╭─ Supplied data
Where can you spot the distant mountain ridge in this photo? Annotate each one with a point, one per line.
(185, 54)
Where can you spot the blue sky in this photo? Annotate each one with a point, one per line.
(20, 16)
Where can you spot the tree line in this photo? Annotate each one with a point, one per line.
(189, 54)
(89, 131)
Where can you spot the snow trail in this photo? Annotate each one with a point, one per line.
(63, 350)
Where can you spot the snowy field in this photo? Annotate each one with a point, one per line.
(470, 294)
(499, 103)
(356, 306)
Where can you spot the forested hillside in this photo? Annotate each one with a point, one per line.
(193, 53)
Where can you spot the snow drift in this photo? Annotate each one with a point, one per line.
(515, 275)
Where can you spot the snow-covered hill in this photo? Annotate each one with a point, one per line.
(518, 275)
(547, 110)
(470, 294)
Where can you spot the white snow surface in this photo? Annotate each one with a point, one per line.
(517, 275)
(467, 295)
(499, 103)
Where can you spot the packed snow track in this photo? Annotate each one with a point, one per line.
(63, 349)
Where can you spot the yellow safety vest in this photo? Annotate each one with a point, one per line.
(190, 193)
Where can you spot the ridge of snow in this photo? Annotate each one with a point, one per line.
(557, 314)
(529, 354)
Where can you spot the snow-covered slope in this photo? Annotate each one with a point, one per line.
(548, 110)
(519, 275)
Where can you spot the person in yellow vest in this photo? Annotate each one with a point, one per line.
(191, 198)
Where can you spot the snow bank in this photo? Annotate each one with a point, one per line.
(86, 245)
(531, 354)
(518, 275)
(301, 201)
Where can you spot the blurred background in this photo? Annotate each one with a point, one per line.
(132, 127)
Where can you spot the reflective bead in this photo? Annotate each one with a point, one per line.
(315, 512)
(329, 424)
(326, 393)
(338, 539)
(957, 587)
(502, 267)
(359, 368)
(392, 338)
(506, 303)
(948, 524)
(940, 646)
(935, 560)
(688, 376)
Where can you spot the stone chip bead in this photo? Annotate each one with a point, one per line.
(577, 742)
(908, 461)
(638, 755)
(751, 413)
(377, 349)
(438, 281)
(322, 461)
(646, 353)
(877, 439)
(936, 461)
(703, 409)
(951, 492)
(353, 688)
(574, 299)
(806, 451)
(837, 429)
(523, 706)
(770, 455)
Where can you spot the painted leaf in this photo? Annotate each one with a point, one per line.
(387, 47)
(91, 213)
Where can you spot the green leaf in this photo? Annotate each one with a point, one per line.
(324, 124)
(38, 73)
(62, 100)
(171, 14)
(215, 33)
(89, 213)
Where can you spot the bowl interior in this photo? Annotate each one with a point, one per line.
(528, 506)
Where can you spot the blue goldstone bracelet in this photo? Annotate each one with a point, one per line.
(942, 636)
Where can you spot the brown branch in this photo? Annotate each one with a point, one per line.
╰─
§ Task
The required result is a verbatim copy of all the entries.

§ Solution for this task
Where can you spot the distant mountain ridge in this photo? Annotate each one with a point, one per line.
(185, 54)
Where can you spot the blue sky in this photo? Annotate each one with a point, one per line.
(20, 16)
Where can you spot the tree line in this photo? Annotate each one with a point, one per line.
(189, 54)
(89, 131)
Where can you spot the snow trail in this photo? Annotate each one with a point, one per line.
(63, 350)
Where can you spot the snowy field in this photo? Annotate each one with a point, one per line.
(470, 294)
(499, 103)
(356, 306)
Where can you spot the forested hillside in this photo? Annotate each one with a point, one per line.
(193, 53)
Where can you spot the snow drift in this photo? Annotate each one with a point, one per line.
(515, 275)
Where can you spot the snow-covered hill in this photo? Annotate each one with a point, one per line.
(518, 275)
(547, 110)
(470, 294)
Where can you spot the white snow surface in this photo? Annotate each one with a point, one per line.
(517, 275)
(467, 295)
(499, 103)
Where can you spot the packed snow track in this photo? Annotate each one with a point, one per line.
(63, 349)
Where can you spot the yellow safety vest in this photo? Annotate each one with a point, one per line.
(190, 193)
Where can you spot the ridge of snow in this photo? Annotate each one with a point, one per line.
(557, 314)
(529, 354)
Where can you spot the snow-covered slope in this photo? Annotate each one with a point, one per line.
(548, 110)
(519, 275)
Where can you spot the person in yellow vest in this photo? Annotate each one with a point, one per line.
(191, 198)
Where can you spot the snow bank in this photo? Annotate each one with a point, one per line.
(86, 245)
(531, 354)
(518, 275)
(301, 201)
Where can you spot the blurred background in this photo? Annotate each one with a point, one per line.
(132, 127)
Where can you spot the reflective bead in this photo? Annotate each one with a point, one per line.
(315, 512)
(329, 424)
(326, 393)
(338, 539)
(957, 587)
(502, 267)
(359, 368)
(392, 338)
(506, 303)
(948, 524)
(940, 646)
(935, 560)
(688, 376)
Where can you spot the stone chip bead in this photo? Annotate each one with a point, one per line.
(577, 742)
(908, 461)
(638, 755)
(751, 413)
(377, 349)
(438, 281)
(322, 461)
(646, 353)
(877, 439)
(936, 461)
(703, 409)
(951, 492)
(353, 688)
(574, 299)
(806, 451)
(837, 429)
(523, 706)
(770, 455)
Where can you spot the painted leaf in this photo? Annotate each one with a point, one per line.
(387, 47)
(91, 213)
Where can you spot the green leaf in this photo? Annotate each one with a point, one per line.
(324, 124)
(38, 73)
(62, 100)
(171, 14)
(215, 33)
(89, 213)
Where can you spot the bowl interior in this photo? Annotate each one with a point, one per line.
(528, 506)
Where can you spot the blue goldstone bracelet in this photo? Annotate each one with a point, one per line.
(942, 636)
Where can you spot the brown branch in this photo? Annotate each one with a point, one per line.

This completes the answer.